**Exercise goal**
The entries below are to be written out again without alteration.

Collection entries
************
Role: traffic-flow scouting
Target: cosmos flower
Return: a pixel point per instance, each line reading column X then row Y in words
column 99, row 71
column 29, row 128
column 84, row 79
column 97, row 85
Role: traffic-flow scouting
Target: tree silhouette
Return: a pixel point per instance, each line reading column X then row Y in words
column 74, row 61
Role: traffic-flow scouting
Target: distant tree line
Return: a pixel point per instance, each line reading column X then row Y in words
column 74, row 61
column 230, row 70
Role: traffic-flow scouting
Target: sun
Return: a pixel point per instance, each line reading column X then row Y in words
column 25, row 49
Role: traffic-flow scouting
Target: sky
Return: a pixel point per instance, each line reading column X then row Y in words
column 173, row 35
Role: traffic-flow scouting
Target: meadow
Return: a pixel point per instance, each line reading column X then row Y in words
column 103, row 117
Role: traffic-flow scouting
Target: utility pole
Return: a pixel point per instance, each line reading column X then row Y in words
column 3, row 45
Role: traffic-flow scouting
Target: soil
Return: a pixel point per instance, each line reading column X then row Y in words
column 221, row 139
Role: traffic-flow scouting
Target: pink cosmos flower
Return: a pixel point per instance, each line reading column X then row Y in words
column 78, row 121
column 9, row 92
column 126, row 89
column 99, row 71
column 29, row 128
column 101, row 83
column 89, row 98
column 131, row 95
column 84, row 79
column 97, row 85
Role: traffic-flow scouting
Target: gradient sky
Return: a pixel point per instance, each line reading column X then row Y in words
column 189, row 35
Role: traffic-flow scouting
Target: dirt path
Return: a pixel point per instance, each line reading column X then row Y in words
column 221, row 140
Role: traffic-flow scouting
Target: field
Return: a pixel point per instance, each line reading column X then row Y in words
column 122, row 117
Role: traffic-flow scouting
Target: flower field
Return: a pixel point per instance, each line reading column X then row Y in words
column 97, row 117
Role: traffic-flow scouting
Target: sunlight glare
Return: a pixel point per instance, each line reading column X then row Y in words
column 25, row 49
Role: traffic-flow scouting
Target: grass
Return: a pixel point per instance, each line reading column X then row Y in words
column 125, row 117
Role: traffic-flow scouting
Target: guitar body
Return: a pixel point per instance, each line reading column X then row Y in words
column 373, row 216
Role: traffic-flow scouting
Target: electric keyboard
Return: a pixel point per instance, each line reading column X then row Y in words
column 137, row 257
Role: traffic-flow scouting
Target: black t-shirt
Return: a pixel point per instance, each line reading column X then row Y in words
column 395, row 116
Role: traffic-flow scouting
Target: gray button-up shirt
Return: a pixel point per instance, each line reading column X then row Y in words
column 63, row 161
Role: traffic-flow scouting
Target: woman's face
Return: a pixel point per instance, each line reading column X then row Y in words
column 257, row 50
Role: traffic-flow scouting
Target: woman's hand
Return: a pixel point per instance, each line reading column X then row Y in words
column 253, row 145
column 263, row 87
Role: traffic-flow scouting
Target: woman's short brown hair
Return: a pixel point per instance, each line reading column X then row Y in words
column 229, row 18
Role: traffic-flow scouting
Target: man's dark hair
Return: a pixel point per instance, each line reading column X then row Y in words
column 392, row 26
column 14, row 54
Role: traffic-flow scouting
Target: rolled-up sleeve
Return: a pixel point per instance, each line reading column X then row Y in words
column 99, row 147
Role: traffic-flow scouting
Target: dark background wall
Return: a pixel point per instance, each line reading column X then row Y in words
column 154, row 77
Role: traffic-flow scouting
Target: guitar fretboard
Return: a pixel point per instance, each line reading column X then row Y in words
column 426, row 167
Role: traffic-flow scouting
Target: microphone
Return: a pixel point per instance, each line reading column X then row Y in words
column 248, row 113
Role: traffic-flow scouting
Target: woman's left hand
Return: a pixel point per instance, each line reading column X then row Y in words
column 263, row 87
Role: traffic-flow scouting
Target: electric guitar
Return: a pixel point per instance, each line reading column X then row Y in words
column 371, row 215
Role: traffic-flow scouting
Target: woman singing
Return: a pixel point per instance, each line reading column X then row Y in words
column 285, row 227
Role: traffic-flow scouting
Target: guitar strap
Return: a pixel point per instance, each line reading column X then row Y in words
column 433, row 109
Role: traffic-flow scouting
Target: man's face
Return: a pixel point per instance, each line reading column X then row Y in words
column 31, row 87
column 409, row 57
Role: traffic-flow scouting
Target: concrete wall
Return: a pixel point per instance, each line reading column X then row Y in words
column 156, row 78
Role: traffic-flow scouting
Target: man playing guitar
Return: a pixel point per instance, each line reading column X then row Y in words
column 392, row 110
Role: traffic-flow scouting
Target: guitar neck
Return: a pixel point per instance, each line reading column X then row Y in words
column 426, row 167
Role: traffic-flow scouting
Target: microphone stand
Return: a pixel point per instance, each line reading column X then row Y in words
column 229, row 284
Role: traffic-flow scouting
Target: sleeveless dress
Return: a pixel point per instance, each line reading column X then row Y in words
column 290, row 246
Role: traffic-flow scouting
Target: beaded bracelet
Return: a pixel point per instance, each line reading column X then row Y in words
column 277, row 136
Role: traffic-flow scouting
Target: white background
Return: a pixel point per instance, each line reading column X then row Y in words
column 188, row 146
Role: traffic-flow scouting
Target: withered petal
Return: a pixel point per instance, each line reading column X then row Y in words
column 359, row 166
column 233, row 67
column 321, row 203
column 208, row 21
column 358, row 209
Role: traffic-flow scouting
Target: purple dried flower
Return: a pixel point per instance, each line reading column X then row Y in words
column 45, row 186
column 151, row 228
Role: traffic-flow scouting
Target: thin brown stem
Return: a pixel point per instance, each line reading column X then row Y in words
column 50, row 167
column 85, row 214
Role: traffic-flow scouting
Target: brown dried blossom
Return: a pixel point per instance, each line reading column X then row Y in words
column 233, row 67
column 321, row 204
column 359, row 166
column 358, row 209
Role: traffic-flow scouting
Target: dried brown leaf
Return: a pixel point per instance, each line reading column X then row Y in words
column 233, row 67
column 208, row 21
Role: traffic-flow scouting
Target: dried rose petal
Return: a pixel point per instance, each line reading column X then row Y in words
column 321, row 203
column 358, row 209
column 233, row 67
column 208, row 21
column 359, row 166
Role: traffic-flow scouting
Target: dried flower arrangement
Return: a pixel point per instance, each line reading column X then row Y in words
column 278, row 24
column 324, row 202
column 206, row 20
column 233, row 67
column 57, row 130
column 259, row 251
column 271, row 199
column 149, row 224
************
**Written response**
Role: traffic-flow scouting
Target: cosmos flower
Return: a pixel point per instance, each line reading column X then row Y in words
column 99, row 71
column 29, row 128
column 84, row 79
column 97, row 85
Role: traffic-flow scouting
Target: tree silhouette
Return: a pixel point per instance, each line reading column X then row Y in words
column 74, row 61
Role: traffic-flow scouting
Target: distant tree line
Return: a pixel point per instance, each line reading column X then row Y in words
column 74, row 61
column 230, row 70
Role: traffic-flow scouting
Target: sun
Return: a pixel point per instance, each line reading column X then row Y in words
column 25, row 49
Role: traffic-flow scouting
Target: sky
Return: a pixel point per instance, each line reading column X then row Y in words
column 173, row 35
Role: traffic-flow scouting
Target: meadow
Return: a pixel point per instance, each line reading column X then row Y in words
column 103, row 117
Role: traffic-flow scouting
Target: utility pole
Return: a pixel point per instance, each line reading column X then row Y in words
column 3, row 45
Role: traffic-flow scouting
Target: soil
Return: a pixel point per instance, each line reading column X then row Y in words
column 221, row 139
Role: traffic-flow scouting
Target: pink cosmos flower
Return: a pixel point per instance, each line reading column X then row Y in words
column 78, row 121
column 9, row 92
column 126, row 89
column 99, row 71
column 29, row 128
column 101, row 83
column 89, row 98
column 131, row 95
column 84, row 79
column 97, row 85
Role: traffic-flow scouting
Target: gradient sky
Return: a pixel point per instance, each line reading column X then row Y in words
column 189, row 35
Role: traffic-flow scouting
Target: dirt path
Return: a pixel point per instance, each line reading column X then row Y in words
column 221, row 140
Role: traffic-flow scouting
Target: field
Return: a pixel point per instance, each line reading column X then row Y in words
column 122, row 117
Role: traffic-flow scouting
Target: flower field
Return: a pixel point per instance, each line reading column X then row Y in words
column 97, row 117
Role: traffic-flow scouting
Target: sunlight glare
Return: a pixel point per instance, each line reading column X then row Y in words
column 25, row 49
Role: traffic-flow scouting
Target: grass
Return: a pixel point per instance, each line reading column X then row Y in words
column 125, row 117
Role: traffic-flow scouting
Target: guitar body
Return: a pixel point per instance, each line reading column X then row Y in words
column 373, row 216
Role: traffic-flow scouting
Target: electric keyboard
Return: a pixel point per instance, each line reading column X then row Y in words
column 137, row 257
Role: traffic-flow scouting
Target: black t-shirt
Return: a pixel point per instance, each line reading column X then row Y in words
column 395, row 116
Role: traffic-flow scouting
Target: gray button-up shirt
Return: a pixel point per instance, each line reading column X then row Y in words
column 63, row 161
Role: traffic-flow scouting
Target: woman's face
Return: a pixel point per instance, each line reading column X then row Y in words
column 257, row 50
Role: traffic-flow scouting
Target: woman's hand
Return: a pixel point per instance, each line reading column X then row Y in words
column 253, row 145
column 263, row 87
Role: traffic-flow scouting
Target: woman's short brown hair
Return: a pixel point per instance, each line reading column X then row Y in words
column 229, row 18
Role: traffic-flow scouting
Target: man's dark hair
Return: a pixel point per instance, each line reading column X then row Y in words
column 392, row 26
column 14, row 54
Role: traffic-flow scouting
Target: rolled-up sleeve
Return: a pixel point per instance, each line reading column X then row Y in words
column 99, row 147
Role: traffic-flow scouting
Target: dark background wall
Return: a pixel point per instance, each line reading column X then row Y in words
column 154, row 77
Role: traffic-flow scouting
Target: guitar fretboard
Return: a pixel point per instance, each line reading column X then row Y in words
column 426, row 167
Role: traffic-flow scouting
Target: microphone
Return: a pixel point per instance, each line reading column X then row Y in words
column 248, row 113
Role: traffic-flow scouting
Target: woman's left hand
Return: a pixel point per instance, each line reading column X then row Y in words
column 263, row 87
Role: traffic-flow scouting
Target: electric guitar
Return: a pixel point per instance, each line reading column X then row Y in words
column 371, row 215
Role: traffic-flow scouting
Target: woman singing
Return: a pixel point per instance, each line reading column X then row Y in words
column 285, row 227
Role: traffic-flow scouting
Target: guitar strap
Return: a pixel point per instance, each line reading column X then row Y in words
column 433, row 109
Role: traffic-flow scouting
Target: man's face
Return: a pixel point per instance, each line reading column X then row Y in words
column 31, row 87
column 409, row 57
Role: traffic-flow scouting
Target: concrete wall
Return: a pixel point per instance, each line reading column X then row Y in words
column 156, row 78
Role: traffic-flow scouting
Target: man playing guitar
Return: a pixel point per instance, each line reading column X then row Y in words
column 392, row 110
Role: traffic-flow scouting
Target: guitar neck
Return: a pixel point per instance, each line reading column X then row Y in words
column 426, row 167
Role: traffic-flow scouting
Target: microphone stand
Return: a pixel point per instance, each line reading column X then row Y in words
column 229, row 284
Role: traffic-flow scouting
Target: sleeveless dress
Return: a pixel point per instance, each line reading column X then row Y in words
column 290, row 246
Role: traffic-flow scouting
Target: beaded bracelet
Return: a pixel point per instance, each line reading column X then row Y in words
column 277, row 136
Role: traffic-flow scouting
Target: white background
Return: a pixel point per instance, each line reading column X then row Y in words
column 188, row 146
Role: traffic-flow scouting
Target: withered petal
Return: a pixel point per instance, each line reading column X then row Y in words
column 359, row 166
column 233, row 67
column 321, row 203
column 208, row 21
column 358, row 209
Role: traffic-flow scouting
Target: purple dried flower
Return: a pixel point per instance, each line reading column X then row Y in words
column 45, row 186
column 151, row 228
Role: traffic-flow scouting
Target: thin brown stem
Return: a pixel point per instance, each line reading column X then row Y in words
column 50, row 167
column 85, row 214
Role: traffic-flow scouting
Target: brown dried blossom
Return: a pixel point per instance, each line reading column X then row Y in words
column 233, row 67
column 321, row 204
column 359, row 166
column 358, row 209
Role: traffic-flow scouting
Target: dried brown leaf
Return: a pixel point per instance, each line reading column X then row Y in words
column 233, row 67
column 208, row 21
Role: traffic-flow scouting
Target: dried rose petal
Return: a pixel point per instance, each line reading column X then row Y in words
column 321, row 203
column 358, row 209
column 233, row 67
column 208, row 21
column 359, row 166
Role: traffic-flow scouting
Target: dried flower arrangement
Return: a pixel point per instance, each line reading column X then row Y in words
column 278, row 24
column 324, row 202
column 206, row 20
column 233, row 67
column 57, row 130
column 259, row 251
column 271, row 199
column 149, row 224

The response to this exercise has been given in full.